Give again only what runs from the line with "wall, one per instance" to the final line of the entries below, exactly as written and without pictures.

= = =

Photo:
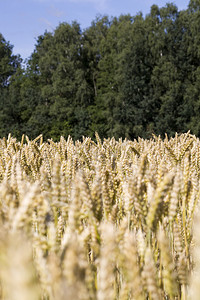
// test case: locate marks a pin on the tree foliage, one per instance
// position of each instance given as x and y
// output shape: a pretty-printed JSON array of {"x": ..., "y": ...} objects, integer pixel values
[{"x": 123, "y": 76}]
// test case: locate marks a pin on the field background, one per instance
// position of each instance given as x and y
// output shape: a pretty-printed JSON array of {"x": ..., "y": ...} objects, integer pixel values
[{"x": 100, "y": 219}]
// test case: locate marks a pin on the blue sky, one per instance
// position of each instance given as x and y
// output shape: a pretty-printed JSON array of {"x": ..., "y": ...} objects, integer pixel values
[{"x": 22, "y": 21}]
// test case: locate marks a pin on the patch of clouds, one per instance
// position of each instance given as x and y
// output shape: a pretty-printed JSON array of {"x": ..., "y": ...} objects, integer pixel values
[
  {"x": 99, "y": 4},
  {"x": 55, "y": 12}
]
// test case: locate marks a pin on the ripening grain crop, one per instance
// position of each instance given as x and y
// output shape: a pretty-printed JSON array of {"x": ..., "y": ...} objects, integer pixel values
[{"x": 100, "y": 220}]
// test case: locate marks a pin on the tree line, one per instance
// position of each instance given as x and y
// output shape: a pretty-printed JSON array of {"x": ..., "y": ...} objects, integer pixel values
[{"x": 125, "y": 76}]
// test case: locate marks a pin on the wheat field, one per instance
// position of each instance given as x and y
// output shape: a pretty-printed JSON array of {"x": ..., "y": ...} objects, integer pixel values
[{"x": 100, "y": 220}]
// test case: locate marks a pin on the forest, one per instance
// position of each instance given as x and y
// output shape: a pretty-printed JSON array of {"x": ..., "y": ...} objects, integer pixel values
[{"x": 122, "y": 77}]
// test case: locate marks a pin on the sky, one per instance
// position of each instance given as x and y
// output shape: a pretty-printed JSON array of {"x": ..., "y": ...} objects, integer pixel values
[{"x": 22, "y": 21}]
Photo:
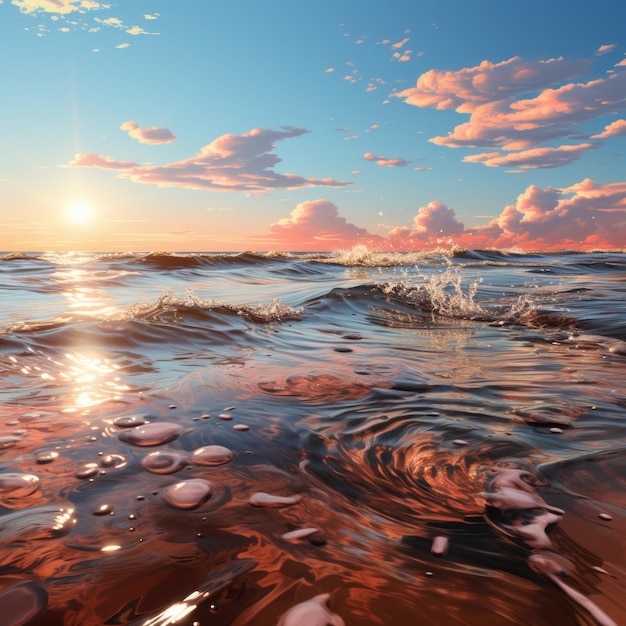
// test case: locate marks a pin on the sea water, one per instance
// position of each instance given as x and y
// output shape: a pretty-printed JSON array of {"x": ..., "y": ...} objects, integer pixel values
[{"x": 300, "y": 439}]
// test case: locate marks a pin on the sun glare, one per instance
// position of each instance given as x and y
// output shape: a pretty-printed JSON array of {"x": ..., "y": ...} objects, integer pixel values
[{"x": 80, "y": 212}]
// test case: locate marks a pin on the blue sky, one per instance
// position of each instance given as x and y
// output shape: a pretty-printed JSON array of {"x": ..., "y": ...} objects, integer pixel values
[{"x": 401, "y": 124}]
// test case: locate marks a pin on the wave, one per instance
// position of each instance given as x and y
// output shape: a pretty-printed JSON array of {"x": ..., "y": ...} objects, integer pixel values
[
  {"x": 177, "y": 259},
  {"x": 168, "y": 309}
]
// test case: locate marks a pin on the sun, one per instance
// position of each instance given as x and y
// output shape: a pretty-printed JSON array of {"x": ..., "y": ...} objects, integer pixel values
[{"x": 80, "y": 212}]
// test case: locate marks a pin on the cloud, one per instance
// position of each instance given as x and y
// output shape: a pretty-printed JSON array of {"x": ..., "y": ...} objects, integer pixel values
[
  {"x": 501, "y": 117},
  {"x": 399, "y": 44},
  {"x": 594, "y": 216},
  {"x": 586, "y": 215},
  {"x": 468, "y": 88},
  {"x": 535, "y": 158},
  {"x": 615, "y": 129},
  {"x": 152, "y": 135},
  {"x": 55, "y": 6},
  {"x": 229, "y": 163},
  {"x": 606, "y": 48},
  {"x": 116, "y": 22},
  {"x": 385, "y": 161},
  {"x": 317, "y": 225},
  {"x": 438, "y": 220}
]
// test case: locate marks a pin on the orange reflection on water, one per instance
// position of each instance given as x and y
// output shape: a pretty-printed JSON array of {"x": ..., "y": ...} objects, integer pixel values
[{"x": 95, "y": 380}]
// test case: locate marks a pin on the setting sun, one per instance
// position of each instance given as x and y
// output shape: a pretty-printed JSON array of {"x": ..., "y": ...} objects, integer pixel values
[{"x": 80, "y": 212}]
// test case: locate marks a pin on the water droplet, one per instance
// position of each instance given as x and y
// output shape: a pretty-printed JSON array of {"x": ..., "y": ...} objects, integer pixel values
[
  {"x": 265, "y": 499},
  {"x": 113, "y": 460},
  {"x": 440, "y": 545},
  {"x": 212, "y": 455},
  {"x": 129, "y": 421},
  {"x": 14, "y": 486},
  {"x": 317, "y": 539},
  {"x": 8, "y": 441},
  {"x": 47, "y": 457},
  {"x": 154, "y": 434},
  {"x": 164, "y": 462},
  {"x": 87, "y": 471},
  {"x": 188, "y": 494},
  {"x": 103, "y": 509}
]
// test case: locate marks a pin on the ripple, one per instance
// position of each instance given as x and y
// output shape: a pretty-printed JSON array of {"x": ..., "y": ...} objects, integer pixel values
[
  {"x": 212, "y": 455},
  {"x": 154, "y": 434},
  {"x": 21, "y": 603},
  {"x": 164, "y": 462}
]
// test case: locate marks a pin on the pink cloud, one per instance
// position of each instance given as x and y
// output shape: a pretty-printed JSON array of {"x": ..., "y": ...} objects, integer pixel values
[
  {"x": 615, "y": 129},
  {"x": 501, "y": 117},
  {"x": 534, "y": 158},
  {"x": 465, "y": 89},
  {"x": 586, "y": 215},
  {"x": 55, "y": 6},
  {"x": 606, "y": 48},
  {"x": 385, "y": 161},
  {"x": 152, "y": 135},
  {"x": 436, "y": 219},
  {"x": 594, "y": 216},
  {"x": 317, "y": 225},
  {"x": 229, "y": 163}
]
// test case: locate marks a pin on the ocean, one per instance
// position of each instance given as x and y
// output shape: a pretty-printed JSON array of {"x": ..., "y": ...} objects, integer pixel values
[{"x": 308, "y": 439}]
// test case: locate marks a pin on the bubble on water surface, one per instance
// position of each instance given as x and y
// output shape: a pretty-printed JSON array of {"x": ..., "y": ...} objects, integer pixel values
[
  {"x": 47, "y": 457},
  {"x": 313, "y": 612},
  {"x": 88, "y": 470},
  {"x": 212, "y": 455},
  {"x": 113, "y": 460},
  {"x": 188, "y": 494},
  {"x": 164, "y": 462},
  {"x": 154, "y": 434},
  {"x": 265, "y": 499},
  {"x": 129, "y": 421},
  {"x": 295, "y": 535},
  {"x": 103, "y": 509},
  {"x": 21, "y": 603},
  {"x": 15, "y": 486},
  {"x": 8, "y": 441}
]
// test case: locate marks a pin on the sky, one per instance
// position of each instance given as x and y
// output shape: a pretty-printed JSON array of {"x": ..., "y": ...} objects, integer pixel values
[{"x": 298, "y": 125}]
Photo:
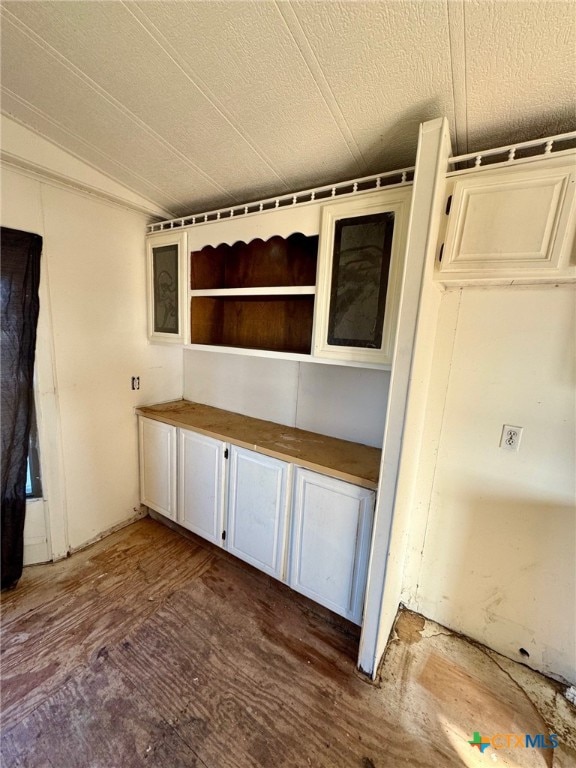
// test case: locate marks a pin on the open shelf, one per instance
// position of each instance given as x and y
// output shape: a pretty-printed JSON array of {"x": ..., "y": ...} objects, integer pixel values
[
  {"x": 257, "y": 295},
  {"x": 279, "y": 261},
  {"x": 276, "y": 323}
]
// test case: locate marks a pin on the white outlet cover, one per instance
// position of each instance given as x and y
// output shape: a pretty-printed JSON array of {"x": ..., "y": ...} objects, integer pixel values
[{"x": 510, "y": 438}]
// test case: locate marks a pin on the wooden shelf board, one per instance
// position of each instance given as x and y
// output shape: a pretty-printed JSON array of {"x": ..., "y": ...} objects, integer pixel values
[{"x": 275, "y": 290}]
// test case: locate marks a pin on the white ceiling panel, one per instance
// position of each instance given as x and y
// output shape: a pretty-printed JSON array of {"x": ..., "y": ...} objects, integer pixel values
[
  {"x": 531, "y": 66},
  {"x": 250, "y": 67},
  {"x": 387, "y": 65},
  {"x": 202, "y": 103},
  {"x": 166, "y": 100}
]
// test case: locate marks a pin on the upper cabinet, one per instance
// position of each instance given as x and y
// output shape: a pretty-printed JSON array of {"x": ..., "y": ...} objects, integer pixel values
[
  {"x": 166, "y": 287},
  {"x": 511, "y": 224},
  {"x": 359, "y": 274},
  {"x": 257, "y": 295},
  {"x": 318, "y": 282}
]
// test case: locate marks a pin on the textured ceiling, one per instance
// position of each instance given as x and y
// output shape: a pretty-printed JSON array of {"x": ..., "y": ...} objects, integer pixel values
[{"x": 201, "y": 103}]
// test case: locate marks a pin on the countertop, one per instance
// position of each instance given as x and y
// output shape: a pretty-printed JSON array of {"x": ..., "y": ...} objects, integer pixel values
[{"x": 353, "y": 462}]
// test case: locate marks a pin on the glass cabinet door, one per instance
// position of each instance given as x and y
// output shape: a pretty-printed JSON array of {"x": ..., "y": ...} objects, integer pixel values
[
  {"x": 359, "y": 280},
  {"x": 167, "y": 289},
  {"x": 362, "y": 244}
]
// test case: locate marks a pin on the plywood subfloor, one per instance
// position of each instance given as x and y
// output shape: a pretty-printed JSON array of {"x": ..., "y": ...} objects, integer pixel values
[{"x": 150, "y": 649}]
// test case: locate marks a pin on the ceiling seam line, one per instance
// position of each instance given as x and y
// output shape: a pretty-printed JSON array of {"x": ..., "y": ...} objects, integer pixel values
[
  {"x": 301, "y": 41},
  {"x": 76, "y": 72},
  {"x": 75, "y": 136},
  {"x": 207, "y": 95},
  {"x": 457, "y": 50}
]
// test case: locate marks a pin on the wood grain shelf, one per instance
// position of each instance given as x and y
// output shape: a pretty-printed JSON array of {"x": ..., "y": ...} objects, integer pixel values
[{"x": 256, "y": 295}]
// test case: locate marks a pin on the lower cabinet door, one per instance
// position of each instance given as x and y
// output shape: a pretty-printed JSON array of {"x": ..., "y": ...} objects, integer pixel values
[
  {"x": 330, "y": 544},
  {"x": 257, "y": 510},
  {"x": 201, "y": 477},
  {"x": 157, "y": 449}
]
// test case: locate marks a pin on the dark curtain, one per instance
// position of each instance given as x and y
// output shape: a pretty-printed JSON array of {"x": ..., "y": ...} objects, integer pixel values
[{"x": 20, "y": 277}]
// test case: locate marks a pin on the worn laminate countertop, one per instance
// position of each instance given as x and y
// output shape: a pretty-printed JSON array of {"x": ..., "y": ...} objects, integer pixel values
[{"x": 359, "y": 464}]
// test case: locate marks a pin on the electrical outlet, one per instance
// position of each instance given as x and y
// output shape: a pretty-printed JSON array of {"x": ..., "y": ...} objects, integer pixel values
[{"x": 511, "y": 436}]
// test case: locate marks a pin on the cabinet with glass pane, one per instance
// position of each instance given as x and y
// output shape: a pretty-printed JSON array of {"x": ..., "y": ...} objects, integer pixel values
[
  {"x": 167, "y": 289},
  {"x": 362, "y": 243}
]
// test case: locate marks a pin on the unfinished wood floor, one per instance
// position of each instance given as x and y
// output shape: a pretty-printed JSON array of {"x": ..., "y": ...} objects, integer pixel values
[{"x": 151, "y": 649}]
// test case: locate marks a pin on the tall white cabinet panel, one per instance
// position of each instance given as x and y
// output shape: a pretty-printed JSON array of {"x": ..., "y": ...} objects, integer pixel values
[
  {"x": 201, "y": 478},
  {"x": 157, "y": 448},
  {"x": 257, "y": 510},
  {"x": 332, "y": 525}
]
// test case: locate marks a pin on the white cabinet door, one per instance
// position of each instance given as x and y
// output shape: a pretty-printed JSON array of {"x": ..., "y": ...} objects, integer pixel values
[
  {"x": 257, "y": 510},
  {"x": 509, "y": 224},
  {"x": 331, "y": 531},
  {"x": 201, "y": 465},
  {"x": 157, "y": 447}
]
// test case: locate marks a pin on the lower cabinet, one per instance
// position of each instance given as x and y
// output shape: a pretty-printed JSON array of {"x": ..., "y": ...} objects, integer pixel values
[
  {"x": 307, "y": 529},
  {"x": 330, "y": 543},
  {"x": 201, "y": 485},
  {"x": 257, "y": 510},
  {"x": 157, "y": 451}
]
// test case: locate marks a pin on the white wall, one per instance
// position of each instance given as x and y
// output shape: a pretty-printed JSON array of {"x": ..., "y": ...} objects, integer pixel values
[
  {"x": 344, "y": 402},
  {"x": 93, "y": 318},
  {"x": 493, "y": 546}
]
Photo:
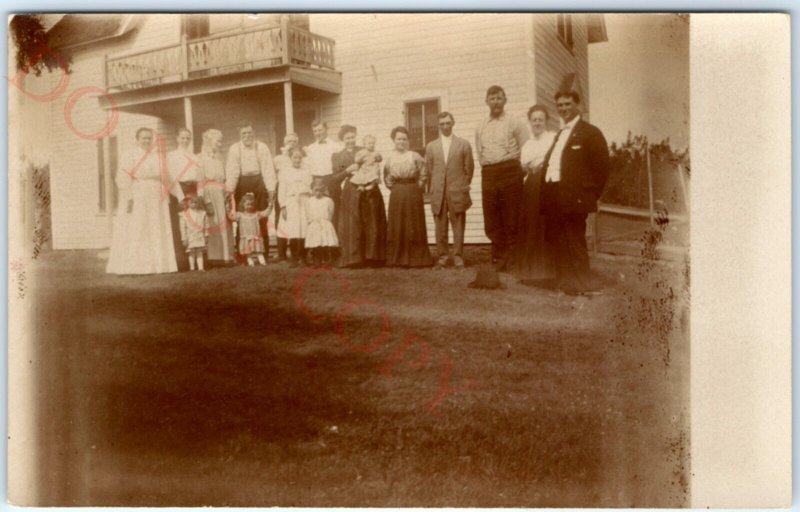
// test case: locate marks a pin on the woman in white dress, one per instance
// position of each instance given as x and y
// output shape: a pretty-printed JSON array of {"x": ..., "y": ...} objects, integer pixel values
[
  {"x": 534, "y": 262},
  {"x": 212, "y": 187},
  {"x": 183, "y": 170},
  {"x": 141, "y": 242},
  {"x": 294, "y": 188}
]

= = =

● **OUTPUT FOR THIS TASK**:
// test case: locate marks a pin on the white wall, one per instance
// position of each instance given as x and y
// output shape: a pretty-printed JSON array of {"x": ..., "y": ...} objects, integer pixel values
[
  {"x": 344, "y": 402},
  {"x": 93, "y": 318},
  {"x": 493, "y": 546}
]
Photo:
// test case: locate marks a pin on the woman in white dress, one per instance
// position of each instance given as x and y
// output shape: a pretty-printed JSON array of {"x": ..., "y": ...} objects, integer pixel values
[
  {"x": 534, "y": 262},
  {"x": 212, "y": 187},
  {"x": 183, "y": 170},
  {"x": 141, "y": 242},
  {"x": 294, "y": 188}
]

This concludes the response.